------ Extrait de page ------

Otello à Bastille et la très belle mise en scène d'Andréi Serban
On lit sur certains blogs une critique bien sévère de la mise en scène d’Andrei Serban. créée en 2004 pour l’Otello de Verdi et reprise en ce moment à Bastille.
Accordons à Christian Peter que « la tempête qui ouvre l’opéra avec ses projections de vagues géantes sur un rideau de tulle derrière lequel la foule des Chypriotes s’est massée capte durablement l'attention ». C’est d’ailleurs une belle découverte de cette mise en scène. Alors que la vidéo envahit la scène lyrique, nous découvrons avec plaisir que celle-ci ne détourne pas nécessairement l’attention du spectateur (comme c’était le cas avec Simon Boccanegra ou Boris Godounov). Qu’il s’agisse de cette mer démontée ou des ciels orageux, elle accompagne particulièrement bien les chœurs dans les moments les plus intenses de la partition. Ici, la vidéo remplit l’espace. Elle n’est pas projetée sur une surface locale, en marge de l’action. Elle ne livre pas une interprétation de la scène mais reste bien à son service.
L’ensemble de l’ouvrage ne fera d’ailleurs que dérouler le déchaînement initial sur le port de Chypre. Les rideaux de tulle, toujours présents à différents niveaux du plateau, parfois entièrement tirés, parfois à demi, en sont la trace permanente. Ils sont les supports évanescents des retours réguliers, aux moments des tensions les plus fortes de l’opéra, de vidéos montrant des ciels orageux qui plongent l’opéra dans l’obscurité et la tourmente. Comme l’immense flamme rouge qui s’élève au centre de la scène à deux reprises, les vibrations permanentes du tulle placent le spectateur dans un monde trouble et agité, constitué d’espaces distincts mais non séparés, un monde dans lequel la jalousie ne permet plus de distinguer nettement le fantasme de la réalité. Enivré par Iago, Otello a perdu tout contact avec le réel. Les vents contraires ballotent le héros en tous sens. Le retour au réel – tragique – à l’acte IV, sera marqué par le déchirement et le renversement des paravents de la chambre de Desdemona.
Pour Christian Peter la mise en scène de Serban est marquée par trois fautes majeures : le temps et le lieu sont peu marqués, les chanteurs « errent sur le plateau en prenant des poses convenues ».

------

*Problème posé A:*
Recopiez fidèlement, dans l'article sur l'Otello de Bastille, le passage qui commence par les mots contenant "Otello à Bastille" et s'achève sur "moment à Bastille.".
*Problème posé B:*
D'après l'article sur l'Otello de Bastille, en quelle année la mise en scène d'Andrei Serban a-t-elle été créée ?

------ Données fournies ------

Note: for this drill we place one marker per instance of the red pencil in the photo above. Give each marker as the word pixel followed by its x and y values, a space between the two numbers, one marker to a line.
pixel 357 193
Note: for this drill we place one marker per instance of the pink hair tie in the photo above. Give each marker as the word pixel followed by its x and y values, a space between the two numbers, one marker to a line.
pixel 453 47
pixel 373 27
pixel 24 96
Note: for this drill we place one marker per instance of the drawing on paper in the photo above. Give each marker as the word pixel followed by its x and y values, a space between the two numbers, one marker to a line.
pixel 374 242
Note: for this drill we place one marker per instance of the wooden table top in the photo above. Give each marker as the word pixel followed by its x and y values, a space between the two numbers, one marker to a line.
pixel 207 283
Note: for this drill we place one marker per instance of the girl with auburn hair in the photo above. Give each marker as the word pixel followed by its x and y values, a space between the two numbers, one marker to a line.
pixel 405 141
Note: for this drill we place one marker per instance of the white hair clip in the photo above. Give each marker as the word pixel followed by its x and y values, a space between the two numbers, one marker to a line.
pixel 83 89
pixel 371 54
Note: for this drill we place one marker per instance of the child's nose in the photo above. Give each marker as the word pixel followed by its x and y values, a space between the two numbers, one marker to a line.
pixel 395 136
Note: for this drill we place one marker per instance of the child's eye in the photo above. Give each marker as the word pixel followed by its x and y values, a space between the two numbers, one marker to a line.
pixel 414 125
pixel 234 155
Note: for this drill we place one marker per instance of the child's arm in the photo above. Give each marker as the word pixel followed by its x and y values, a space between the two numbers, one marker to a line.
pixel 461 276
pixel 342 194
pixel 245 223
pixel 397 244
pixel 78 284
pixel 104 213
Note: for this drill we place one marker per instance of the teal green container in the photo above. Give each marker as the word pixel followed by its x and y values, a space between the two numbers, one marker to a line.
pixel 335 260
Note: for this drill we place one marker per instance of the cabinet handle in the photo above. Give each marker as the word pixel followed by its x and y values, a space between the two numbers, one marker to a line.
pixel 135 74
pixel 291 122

------

*Solution proposée A:*
Otello à Bastille et la très belle mise en scène d'Andréi Serban
On lit sur certains blogs une critique bien sévère de la mise en scène d’Andrei Serban. créée en 2004 pour l’Otello de Verdi et reprise en ce moment à Bastille.

*Solution proposée B:*
En 2004.